*What is being asked*. Copy the items below, changing every "blackberry" to "blueberry" and leaving everything else as it is.

───── Supplied records

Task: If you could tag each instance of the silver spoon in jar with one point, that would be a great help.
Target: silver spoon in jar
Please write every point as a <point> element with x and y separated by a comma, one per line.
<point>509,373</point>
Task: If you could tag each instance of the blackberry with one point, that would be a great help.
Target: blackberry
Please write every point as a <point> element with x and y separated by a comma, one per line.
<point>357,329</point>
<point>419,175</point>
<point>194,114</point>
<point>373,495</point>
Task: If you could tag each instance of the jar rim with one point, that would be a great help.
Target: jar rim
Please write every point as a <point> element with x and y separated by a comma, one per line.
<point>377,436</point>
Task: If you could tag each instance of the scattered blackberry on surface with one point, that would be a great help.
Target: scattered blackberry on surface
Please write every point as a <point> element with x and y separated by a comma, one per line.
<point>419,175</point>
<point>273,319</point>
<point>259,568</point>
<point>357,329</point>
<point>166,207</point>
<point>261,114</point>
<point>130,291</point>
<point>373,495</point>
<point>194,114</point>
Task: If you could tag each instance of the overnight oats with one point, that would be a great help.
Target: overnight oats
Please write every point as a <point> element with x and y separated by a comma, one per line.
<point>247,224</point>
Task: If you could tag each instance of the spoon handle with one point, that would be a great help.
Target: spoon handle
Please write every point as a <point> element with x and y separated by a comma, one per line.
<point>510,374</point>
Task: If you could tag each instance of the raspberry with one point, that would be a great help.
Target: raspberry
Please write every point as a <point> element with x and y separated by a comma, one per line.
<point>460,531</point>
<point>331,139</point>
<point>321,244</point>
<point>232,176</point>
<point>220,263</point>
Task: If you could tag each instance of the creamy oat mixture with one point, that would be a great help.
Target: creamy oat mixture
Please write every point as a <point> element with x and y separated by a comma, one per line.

──────────

*Answer in full*.
Task: If you could tag each instance of the silver spoon in jar with one point, that would be a great help.
Target: silver spoon in jar
Please write every point as a <point> element with x and y separated by a comma, one per line.
<point>509,373</point>
Task: If you could tag each instance of the blueberry with one point, that would be a great help.
Target: blueberry
Please write every point as a <point> element with x and y separated by a comma, one per line.
<point>357,329</point>
<point>419,175</point>
<point>194,114</point>
<point>373,495</point>
Task: If you could tag each instance of the jar rim with one point, that would be a great help.
Target: jar rim
Please write every point as a <point> element with x and y separated by a comma, one per line.
<point>377,436</point>
Task: If you could tag each instance of the scattered blueberry on surface with one point, that would be a great help.
Target: scattered blueberry on surface
Please write every point as a <point> element with x and y separated by a comma, one per line.
<point>419,175</point>
<point>273,319</point>
<point>259,568</point>
<point>357,329</point>
<point>166,207</point>
<point>261,114</point>
<point>130,291</point>
<point>373,495</point>
<point>194,114</point>
Task: If you could tag each instance of the overnight oats with one point, that would be a great help.
Target: overnight oats
Please write every point as a <point> element with x and y separated by a comma, one per line.
<point>247,224</point>
Task: If you could tag each instance of the spoon handle with one point, that would be a great help.
Target: spoon handle
Please write every point as a <point> element with x and y separated by a comma, one per line.
<point>510,374</point>
Task: If you could tag each instance of the raspberry with one point, that would be a great help.
Target: raspberry
Please write every point as a <point> element with x and y separated by a comma, one per line.
<point>460,531</point>
<point>331,139</point>
<point>321,244</point>
<point>232,176</point>
<point>220,263</point>
Task: If you could tag each instance of the creamy oat mixture with one point, that would be a great help.
Target: creamy oat mixture
Please write every point as a <point> element with x and y separated by a comma, one per line.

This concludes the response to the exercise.